Description of the task: Reproduce the rows from the line with "Get the fork." up to and including the line with "[0,0,543,277]", keeping the requests, and raise every bounding-box coordinate in the answers by 15.

Rows on locating named things:
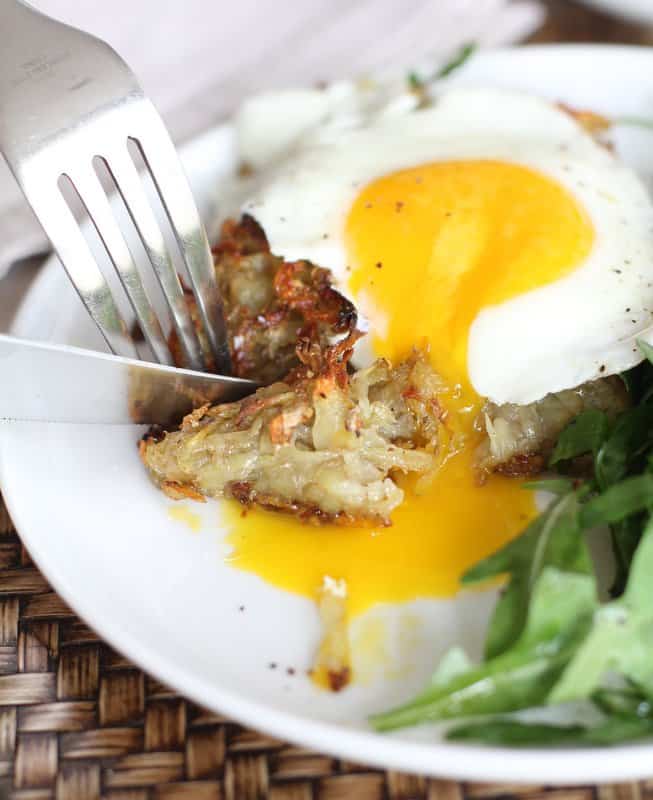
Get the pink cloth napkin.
[0,0,543,278]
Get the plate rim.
[0,44,653,785]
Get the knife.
[0,334,258,427]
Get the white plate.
[6,46,653,784]
[582,0,653,25]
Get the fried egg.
[223,89,653,611]
[244,89,653,404]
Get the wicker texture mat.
[0,498,653,800]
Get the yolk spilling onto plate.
[227,161,594,614]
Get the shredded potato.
[141,334,440,524]
[311,575,352,692]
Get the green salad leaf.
[550,521,653,703]
[447,717,653,747]
[371,342,653,746]
[549,408,610,467]
[462,492,591,658]
[371,567,597,731]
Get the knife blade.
[0,334,257,427]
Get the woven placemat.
[0,497,640,800]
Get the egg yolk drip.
[226,161,594,614]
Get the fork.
[0,0,231,375]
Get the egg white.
[237,88,653,404]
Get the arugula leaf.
[549,408,610,467]
[406,42,478,91]
[462,492,591,658]
[549,518,653,703]
[610,514,646,597]
[447,716,653,747]
[595,405,653,490]
[435,42,478,78]
[371,567,597,731]
[592,685,653,717]
[580,473,653,528]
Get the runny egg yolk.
[227,161,594,614]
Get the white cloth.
[0,0,543,277]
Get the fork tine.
[99,150,203,370]
[65,170,174,365]
[23,180,139,358]
[130,106,232,375]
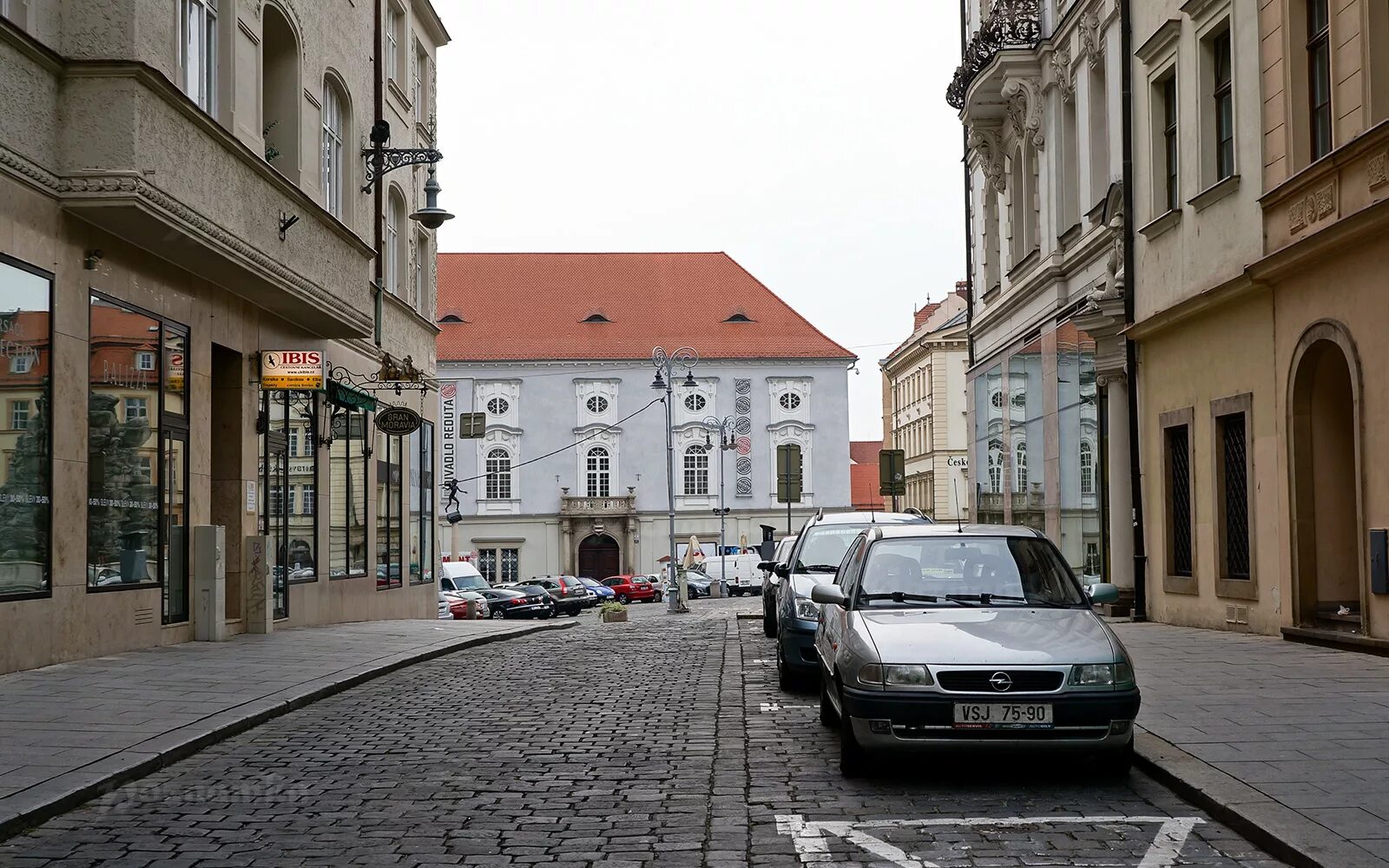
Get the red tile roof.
[439,253,854,361]
[849,464,886,510]
[849,440,882,465]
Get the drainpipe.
[1120,0,1148,621]
[371,0,386,347]
[960,0,974,368]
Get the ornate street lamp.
[651,347,699,613]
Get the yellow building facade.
[1129,0,1389,644]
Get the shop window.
[685,443,708,495]
[260,391,318,605]
[88,293,189,623]
[375,422,405,590]
[585,446,613,497]
[328,391,373,578]
[410,422,438,583]
[0,254,53,599]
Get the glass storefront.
[0,255,53,599]
[88,293,189,623]
[970,322,1106,582]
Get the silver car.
[811,525,1139,776]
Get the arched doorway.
[579,533,622,581]
[1289,324,1364,630]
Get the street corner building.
[0,0,447,672]
[1129,0,1389,648]
[946,0,1135,593]
[439,253,856,582]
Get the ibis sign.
[261,350,324,389]
[377,407,422,437]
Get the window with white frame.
[585,446,613,497]
[486,446,511,500]
[386,3,405,79]
[179,0,217,114]
[319,79,346,220]
[685,443,708,495]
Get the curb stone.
[1134,727,1389,868]
[0,621,576,842]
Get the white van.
[704,554,762,597]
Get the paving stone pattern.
[0,602,1278,868]
[1116,623,1389,865]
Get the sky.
[435,0,964,440]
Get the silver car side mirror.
[810,585,849,608]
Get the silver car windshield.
[794,523,872,574]
[854,536,1085,607]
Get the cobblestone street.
[0,600,1280,868]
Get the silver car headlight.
[859,662,936,687]
[1070,662,1135,689]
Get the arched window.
[585,446,613,497]
[1081,440,1095,495]
[989,439,1003,495]
[382,185,407,299]
[486,446,511,500]
[1012,440,1028,491]
[261,3,303,183]
[685,443,708,495]
[318,78,350,220]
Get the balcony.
[560,495,636,516]
[946,0,1042,111]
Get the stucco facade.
[1132,0,1389,641]
[879,293,971,523]
[946,0,1134,588]
[0,0,447,671]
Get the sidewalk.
[1113,623,1389,868]
[0,621,572,840]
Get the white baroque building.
[438,253,856,582]
[947,0,1134,588]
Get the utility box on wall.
[193,525,227,641]
[1370,528,1389,595]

Response below:
Get the fork.
[15,15,246,390]
Get the egg white.
[252,103,668,419]
Get the arugula leaf.
[564,423,625,482]
[421,57,493,106]
[477,507,606,673]
[564,533,668,718]
[625,529,661,612]
[462,731,668,762]
[610,420,668,505]
[450,57,493,93]
[386,582,612,746]
[607,700,668,732]
[595,488,668,543]
Get the runny egg yolk.
[242,176,609,629]
Get the white cloth.
[15,15,558,292]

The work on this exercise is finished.